• Your instructions: Which MapReduce framework feature does the reply in the forum thread below recommend for processing both input files in a single program?

• Provided passage:
## Begin

Reputation: 723
I need to write a map reduce that takes input as two input files. First input file looks like this:
key1 , 25
key1 , 35
key1 , 60
key2 , 30
key3 , 45
key3 , 65
Second input file is as follows:
key1, -10
key2, -20
key3, -15
and I need to get an output as:
key1 , 15
key1 , 25
key1 , 50
key2 , 10
key3 , 30
key3 , 50
(The output is first input file's values subtracted by the second input file)
How could this be done? How will the mapper and reducer task look like?
My approach is as follows:
I think I will have to have two mappers, one per input file (Can a single mapper be used to read both the files?). Mappers will simply emit the key and the value.
At the reducer end, when I receive all values corresponding to a key, I have to subtract the values, that is coming from the first file, by the value in the second file.
So I need to find out whether the corresponding value is coming from the second input file or first file. how can this be done?
Any other better approaches?
Upvotes: 2
Views: 1837
Reputation: 13402
This can be done in a single MapReduce program. You can use MultipleInputs support from MapReduce framework.

## End

• Extracted information:
## Begin

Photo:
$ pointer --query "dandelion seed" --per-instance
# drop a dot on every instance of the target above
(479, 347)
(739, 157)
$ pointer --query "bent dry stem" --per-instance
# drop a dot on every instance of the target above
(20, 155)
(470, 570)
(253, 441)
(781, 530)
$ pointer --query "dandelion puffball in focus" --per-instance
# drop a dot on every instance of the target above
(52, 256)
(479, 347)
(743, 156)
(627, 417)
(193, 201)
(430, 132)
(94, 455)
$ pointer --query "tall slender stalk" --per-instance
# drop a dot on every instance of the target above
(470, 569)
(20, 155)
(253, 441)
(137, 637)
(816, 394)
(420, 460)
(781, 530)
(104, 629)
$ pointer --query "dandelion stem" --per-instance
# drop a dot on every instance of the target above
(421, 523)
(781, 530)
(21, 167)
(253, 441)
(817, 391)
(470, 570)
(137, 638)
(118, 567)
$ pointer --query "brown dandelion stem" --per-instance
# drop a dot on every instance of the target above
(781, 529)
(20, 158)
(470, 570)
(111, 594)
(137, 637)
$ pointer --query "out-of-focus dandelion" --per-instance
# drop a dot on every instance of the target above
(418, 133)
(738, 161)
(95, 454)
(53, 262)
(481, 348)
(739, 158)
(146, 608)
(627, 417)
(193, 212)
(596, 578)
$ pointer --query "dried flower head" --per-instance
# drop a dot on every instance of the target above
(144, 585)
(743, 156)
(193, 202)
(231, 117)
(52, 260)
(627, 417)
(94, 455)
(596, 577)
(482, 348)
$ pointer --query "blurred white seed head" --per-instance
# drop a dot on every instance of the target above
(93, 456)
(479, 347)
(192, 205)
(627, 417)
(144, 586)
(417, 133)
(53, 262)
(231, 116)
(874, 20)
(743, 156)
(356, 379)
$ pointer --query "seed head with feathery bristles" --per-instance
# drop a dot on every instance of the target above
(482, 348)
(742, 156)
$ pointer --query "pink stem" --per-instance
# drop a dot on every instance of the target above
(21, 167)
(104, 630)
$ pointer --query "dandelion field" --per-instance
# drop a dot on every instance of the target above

## End

• Task response: MultipleInputs support.